> Instructions to follow
Return each line of the data below verbatim; pictures are to be left out.

> Exercise data
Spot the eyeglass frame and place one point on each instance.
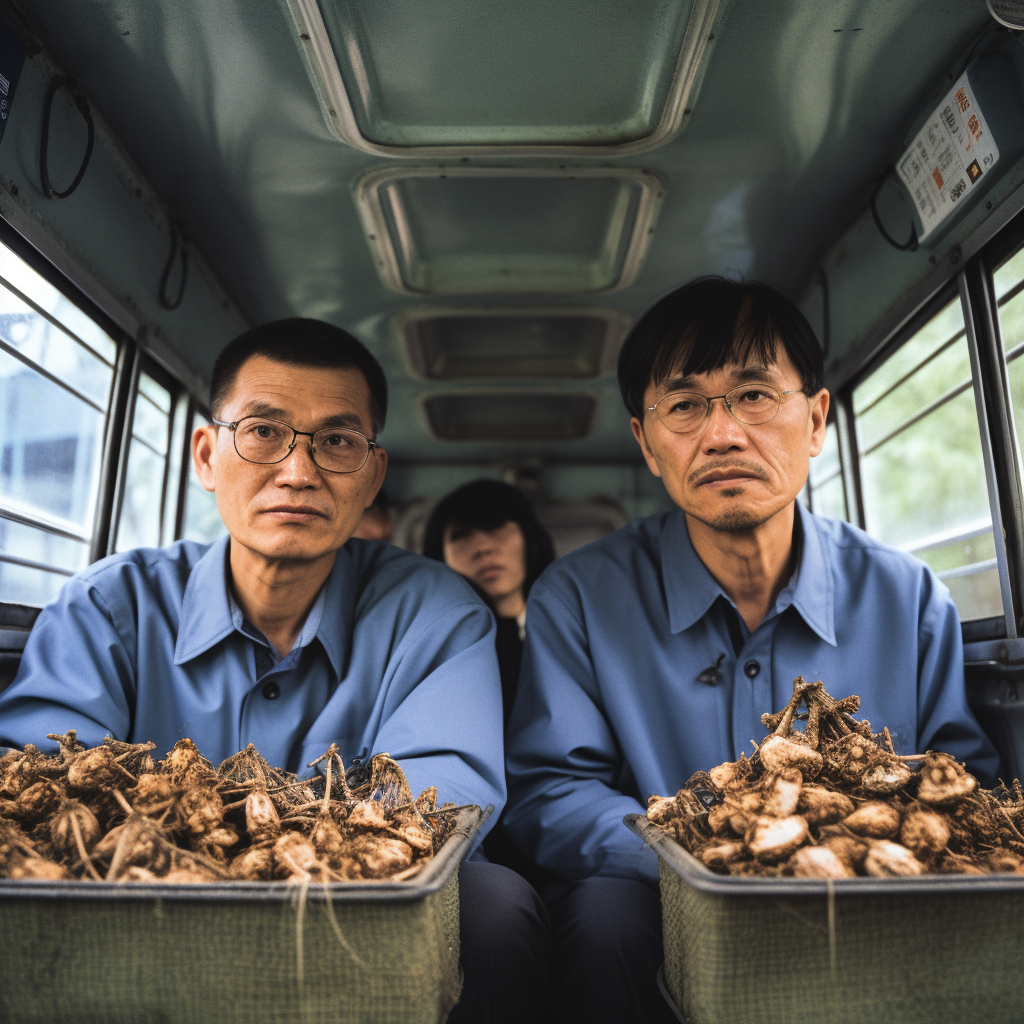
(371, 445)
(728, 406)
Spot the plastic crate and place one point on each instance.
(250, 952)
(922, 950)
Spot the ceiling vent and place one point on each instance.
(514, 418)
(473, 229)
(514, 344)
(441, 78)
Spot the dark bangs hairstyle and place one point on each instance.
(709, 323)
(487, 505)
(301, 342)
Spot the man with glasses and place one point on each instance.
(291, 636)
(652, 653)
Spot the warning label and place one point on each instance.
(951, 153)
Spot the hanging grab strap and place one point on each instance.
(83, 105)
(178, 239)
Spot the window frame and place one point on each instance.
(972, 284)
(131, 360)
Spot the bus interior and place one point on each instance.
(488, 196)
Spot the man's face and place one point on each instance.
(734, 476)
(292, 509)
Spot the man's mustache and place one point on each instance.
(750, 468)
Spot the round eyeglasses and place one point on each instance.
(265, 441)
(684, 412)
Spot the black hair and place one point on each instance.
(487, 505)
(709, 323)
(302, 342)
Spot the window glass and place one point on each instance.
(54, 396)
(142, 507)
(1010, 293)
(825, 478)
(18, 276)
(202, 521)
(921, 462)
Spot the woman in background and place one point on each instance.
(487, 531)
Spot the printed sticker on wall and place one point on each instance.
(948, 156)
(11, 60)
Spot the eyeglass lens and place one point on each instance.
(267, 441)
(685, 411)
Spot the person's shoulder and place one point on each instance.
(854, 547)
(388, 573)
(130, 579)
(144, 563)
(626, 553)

> Full solution
Spot the eyeglass frame and place one point on each instance.
(371, 445)
(728, 406)
Spot the plastic crate and place one point on each instance.
(250, 952)
(922, 950)
Spot the ceiling vent and place one point on each instance.
(514, 418)
(473, 229)
(514, 344)
(441, 78)
Spot the dark bangs hairstyle and place one point on each instance.
(709, 323)
(487, 505)
(301, 342)
Spot the man with glasses and place one point on each instance.
(291, 636)
(652, 653)
Spot the warning label and place one point on each instance.
(951, 153)
Spot the hanging grab strap and place one point on each instance.
(83, 105)
(178, 239)
Spot the window frame and place one point on each instance.
(972, 284)
(131, 360)
Spot the bus interior and place one point on each instance.
(488, 196)
Spot the man's face and place one point on each instance.
(734, 476)
(292, 509)
Spot the man's mustache and place one point on each instance.
(750, 468)
Spot the round eyeglasses and place one point on each instance.
(265, 441)
(684, 412)
Spot the black hair and place one point on each instance.
(487, 505)
(709, 323)
(302, 342)
Spot the window glass and place one point on each instance.
(54, 396)
(142, 507)
(1010, 293)
(825, 478)
(18, 276)
(202, 521)
(921, 462)
Spot the woman in background and place one point on each instance.
(487, 531)
Spot the printed sticker on wall and place one point on each instance.
(948, 156)
(11, 60)
Spot the eyeglass lens and place one point on each instance.
(267, 441)
(685, 411)
Spot the person's shoulder and place one point on each instance.
(854, 547)
(388, 573)
(130, 579)
(144, 563)
(626, 553)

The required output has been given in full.